> Work to complete
Copy out the final stretch of the listing: the line that contains "Target: stone pedestal" and all lines after it, exactly as they appear.

> Input material
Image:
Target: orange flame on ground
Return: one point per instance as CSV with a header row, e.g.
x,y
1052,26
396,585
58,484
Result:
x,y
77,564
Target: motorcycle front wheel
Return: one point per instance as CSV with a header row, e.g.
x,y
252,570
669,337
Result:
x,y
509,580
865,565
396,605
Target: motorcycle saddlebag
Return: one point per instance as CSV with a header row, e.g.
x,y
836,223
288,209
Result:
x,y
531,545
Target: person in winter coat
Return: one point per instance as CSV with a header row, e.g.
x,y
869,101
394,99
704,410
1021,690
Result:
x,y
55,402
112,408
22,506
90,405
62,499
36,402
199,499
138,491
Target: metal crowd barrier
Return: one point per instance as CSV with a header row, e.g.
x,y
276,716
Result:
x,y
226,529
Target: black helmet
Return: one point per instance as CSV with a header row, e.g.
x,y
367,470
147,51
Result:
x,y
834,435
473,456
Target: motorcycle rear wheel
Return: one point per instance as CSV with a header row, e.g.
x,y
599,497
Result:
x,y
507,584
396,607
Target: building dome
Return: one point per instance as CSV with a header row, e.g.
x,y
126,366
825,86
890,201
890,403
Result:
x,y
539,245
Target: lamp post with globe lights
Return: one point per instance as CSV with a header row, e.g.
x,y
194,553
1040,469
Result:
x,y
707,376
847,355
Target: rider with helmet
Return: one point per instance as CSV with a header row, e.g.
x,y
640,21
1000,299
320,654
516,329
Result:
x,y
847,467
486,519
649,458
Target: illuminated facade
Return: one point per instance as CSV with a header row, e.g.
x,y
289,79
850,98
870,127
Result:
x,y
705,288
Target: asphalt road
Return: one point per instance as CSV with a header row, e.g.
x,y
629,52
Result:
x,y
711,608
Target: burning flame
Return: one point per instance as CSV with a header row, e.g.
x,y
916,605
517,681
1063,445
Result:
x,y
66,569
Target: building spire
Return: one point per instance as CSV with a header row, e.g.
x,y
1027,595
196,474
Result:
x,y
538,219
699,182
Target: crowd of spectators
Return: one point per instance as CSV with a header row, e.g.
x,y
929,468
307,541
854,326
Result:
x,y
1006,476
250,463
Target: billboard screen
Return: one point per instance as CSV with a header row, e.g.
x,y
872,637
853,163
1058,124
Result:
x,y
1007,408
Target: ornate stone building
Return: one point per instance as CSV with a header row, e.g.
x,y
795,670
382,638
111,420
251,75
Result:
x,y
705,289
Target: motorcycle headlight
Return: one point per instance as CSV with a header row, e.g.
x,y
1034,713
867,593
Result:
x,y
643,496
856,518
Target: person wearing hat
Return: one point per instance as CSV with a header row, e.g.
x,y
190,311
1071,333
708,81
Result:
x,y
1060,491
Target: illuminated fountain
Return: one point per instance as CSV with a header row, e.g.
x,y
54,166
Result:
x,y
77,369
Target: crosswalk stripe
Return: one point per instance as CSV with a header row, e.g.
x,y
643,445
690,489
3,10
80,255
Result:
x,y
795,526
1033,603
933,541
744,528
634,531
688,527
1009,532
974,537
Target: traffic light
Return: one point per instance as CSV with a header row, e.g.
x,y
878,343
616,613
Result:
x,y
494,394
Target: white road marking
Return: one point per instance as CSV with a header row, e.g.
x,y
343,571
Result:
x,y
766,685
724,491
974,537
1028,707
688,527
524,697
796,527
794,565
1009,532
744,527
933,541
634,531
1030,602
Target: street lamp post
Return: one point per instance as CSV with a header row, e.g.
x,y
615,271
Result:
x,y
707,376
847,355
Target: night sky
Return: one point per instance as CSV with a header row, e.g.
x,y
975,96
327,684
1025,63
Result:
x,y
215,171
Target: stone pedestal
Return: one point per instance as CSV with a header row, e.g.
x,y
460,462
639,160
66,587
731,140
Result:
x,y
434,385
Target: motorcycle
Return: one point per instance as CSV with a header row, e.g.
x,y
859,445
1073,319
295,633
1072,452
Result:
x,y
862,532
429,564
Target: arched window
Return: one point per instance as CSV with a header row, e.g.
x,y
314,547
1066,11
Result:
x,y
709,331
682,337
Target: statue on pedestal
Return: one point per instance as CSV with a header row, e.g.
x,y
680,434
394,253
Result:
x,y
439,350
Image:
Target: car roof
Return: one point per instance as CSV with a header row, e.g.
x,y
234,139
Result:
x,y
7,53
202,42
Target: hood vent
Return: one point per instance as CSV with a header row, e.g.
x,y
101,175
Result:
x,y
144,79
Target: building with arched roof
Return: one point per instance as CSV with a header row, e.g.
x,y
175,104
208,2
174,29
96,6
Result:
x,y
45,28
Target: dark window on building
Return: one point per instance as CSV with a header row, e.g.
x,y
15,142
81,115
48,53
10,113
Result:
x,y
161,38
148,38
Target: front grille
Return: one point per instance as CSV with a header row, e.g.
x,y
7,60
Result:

> Solved problem
Target: stone pedestal
Return: one point per instance as CSV with a header row, e.g.
x,y
460,462
639,160
66,587
731,140
Result:
x,y
434,385
Target: motorcycle
Return: one point per instance as CSV with a header row, e.g.
x,y
859,445
1073,319
295,633
1072,452
Result:
x,y
862,532
429,564
Target: arched window
Return: one point per instance as CSV with a header row, e.g.
x,y
314,547
1066,11
Result:
x,y
709,331
682,337
Target: statue on pedestal
Return: one point per instance as CSV with a header row, e.g.
x,y
680,434
394,253
Result:
x,y
439,350
Image:
Target: car roof
Return: one point per instance as CSV with a header row, e.g.
x,y
234,139
Result:
x,y
7,53
202,42
Target: hood vent
Return: one point per instance as CSV with a header row, e.g.
x,y
101,175
Result:
x,y
144,79
Target: building with arched roof
Return: one point per instance as CSV with a header row, e.g.
x,y
175,104
208,2
174,29
96,6
Result:
x,y
45,28
Target: dark window on building
Return: one point per instance as CSV with a header row, e.g.
x,y
15,142
81,115
48,53
10,113
Result:
x,y
161,38
148,38
Target: front grille
Return: one point per instance as CSV with a header row, e.g.
x,y
7,60
Result:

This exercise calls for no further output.